··· Data ···

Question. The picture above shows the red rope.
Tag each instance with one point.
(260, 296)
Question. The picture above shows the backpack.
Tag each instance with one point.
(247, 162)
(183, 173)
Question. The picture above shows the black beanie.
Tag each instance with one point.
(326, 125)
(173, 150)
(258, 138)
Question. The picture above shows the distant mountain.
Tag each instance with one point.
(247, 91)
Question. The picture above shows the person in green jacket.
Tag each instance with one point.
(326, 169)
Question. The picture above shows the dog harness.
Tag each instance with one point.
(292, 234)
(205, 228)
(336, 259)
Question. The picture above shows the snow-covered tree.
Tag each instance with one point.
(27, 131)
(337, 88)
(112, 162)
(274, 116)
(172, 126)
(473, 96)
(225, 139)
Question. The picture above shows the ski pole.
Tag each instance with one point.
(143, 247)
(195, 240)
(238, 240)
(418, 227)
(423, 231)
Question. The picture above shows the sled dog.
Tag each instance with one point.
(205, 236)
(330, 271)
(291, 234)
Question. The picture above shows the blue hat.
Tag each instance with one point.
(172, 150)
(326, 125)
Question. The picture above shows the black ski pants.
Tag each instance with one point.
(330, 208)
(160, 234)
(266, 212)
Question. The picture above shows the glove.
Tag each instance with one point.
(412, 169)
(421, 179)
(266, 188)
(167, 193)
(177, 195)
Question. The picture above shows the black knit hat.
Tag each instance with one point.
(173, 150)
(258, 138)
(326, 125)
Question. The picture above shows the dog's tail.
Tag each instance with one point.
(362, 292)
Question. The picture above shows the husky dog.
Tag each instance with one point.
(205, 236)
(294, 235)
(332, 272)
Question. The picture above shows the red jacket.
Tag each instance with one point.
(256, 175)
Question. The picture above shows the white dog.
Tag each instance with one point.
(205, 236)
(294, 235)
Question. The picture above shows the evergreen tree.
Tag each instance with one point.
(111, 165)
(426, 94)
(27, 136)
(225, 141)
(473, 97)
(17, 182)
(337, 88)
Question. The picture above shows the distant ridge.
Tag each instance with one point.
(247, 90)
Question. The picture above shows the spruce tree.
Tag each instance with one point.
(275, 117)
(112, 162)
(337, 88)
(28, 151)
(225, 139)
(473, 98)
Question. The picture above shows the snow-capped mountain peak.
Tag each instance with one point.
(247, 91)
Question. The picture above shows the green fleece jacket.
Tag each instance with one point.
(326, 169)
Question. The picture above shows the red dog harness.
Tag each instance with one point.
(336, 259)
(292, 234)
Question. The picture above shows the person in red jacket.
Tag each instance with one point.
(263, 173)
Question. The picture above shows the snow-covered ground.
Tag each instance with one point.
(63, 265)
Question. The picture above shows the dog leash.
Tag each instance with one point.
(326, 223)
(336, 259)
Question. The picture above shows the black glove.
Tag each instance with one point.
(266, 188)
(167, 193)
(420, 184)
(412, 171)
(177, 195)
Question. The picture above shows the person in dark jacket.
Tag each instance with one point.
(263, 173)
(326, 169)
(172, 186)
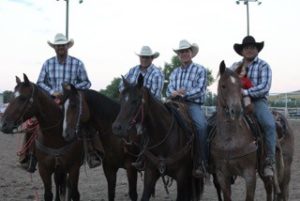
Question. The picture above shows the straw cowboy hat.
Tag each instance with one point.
(184, 44)
(61, 39)
(248, 40)
(147, 51)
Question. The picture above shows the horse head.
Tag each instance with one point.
(21, 107)
(229, 98)
(132, 100)
(76, 110)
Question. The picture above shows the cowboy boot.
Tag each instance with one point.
(269, 167)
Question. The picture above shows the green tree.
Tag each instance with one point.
(7, 96)
(112, 90)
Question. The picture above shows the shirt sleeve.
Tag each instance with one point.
(43, 79)
(157, 84)
(171, 86)
(83, 81)
(263, 87)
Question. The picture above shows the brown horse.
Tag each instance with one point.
(167, 147)
(92, 109)
(54, 154)
(233, 149)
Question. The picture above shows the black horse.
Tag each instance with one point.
(92, 109)
(167, 146)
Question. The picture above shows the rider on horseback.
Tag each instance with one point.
(55, 71)
(153, 80)
(260, 74)
(189, 81)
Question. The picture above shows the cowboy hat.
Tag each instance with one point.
(60, 39)
(146, 51)
(184, 44)
(248, 40)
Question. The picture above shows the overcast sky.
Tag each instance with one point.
(108, 33)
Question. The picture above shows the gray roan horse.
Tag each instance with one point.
(233, 149)
(55, 155)
(92, 109)
(167, 146)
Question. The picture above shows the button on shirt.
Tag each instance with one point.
(193, 79)
(53, 74)
(153, 79)
(260, 74)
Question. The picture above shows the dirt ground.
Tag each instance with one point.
(18, 185)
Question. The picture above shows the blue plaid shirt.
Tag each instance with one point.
(260, 74)
(193, 79)
(153, 79)
(53, 74)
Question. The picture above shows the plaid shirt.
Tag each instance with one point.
(53, 74)
(153, 79)
(193, 79)
(260, 74)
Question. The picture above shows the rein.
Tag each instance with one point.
(79, 115)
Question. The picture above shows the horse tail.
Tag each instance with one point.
(198, 188)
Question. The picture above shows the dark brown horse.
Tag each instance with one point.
(54, 154)
(92, 109)
(233, 149)
(167, 147)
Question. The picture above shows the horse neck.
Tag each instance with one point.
(48, 112)
(102, 115)
(157, 117)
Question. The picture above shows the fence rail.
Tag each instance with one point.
(290, 113)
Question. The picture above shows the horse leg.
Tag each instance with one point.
(150, 178)
(184, 188)
(73, 184)
(46, 178)
(250, 179)
(111, 177)
(60, 185)
(284, 184)
(268, 183)
(218, 187)
(224, 181)
(132, 181)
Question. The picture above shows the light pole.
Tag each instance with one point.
(246, 2)
(67, 16)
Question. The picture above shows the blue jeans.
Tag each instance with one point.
(267, 121)
(200, 123)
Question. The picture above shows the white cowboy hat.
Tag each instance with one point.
(184, 44)
(61, 39)
(147, 51)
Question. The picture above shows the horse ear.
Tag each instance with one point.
(26, 80)
(140, 82)
(18, 80)
(222, 67)
(125, 82)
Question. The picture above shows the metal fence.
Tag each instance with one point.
(290, 113)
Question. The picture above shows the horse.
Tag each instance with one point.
(234, 149)
(167, 146)
(90, 108)
(54, 154)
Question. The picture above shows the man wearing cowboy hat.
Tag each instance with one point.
(153, 80)
(260, 74)
(55, 71)
(153, 76)
(189, 81)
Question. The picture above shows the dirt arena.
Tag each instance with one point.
(18, 185)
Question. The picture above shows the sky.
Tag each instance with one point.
(109, 33)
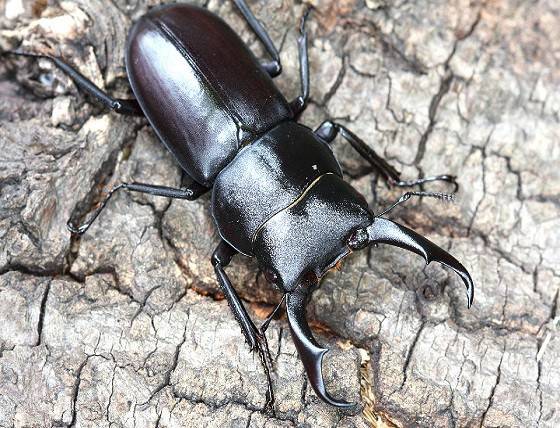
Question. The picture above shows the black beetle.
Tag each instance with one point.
(277, 189)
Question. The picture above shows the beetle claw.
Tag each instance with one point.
(311, 353)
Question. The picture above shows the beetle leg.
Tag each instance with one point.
(384, 231)
(311, 353)
(192, 192)
(271, 316)
(328, 130)
(299, 104)
(254, 337)
(127, 107)
(274, 67)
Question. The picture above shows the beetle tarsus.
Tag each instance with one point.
(190, 193)
(255, 338)
(274, 67)
(127, 107)
(299, 104)
(328, 131)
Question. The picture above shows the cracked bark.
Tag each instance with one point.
(126, 325)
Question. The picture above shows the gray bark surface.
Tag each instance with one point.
(125, 326)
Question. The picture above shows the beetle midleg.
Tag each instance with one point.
(191, 192)
(274, 67)
(328, 130)
(254, 337)
(128, 107)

···

Exercise directions:
In the entries above, find the line holding "Question. The picture above shows the green fleece" and the line holding "Question. The picture above shows the person in dark", then retype exactly those two lines and every line between them, and nothing else.

Exercise solution:
Question. The picture above shows the green fleece jacket.
Tag each instance with one point.
(326, 169)
Question. The picture above shows the red dog harness.
Tag each instance with one point.
(336, 259)
(292, 234)
Question. The picture above shows the person in red jacket.
Tag each instance with one point.
(263, 173)
Question. The picture above shows the snow-covered ground.
Tag each instance with one point.
(63, 265)
Question. The picture above shows the dog leash.
Tag each instance with one point.
(326, 223)
(336, 259)
Question. The picture above shows the black glove.
Tag each instance with one point.
(266, 188)
(167, 193)
(420, 184)
(412, 171)
(177, 195)
Question. The picture above shows the person in dark jacket.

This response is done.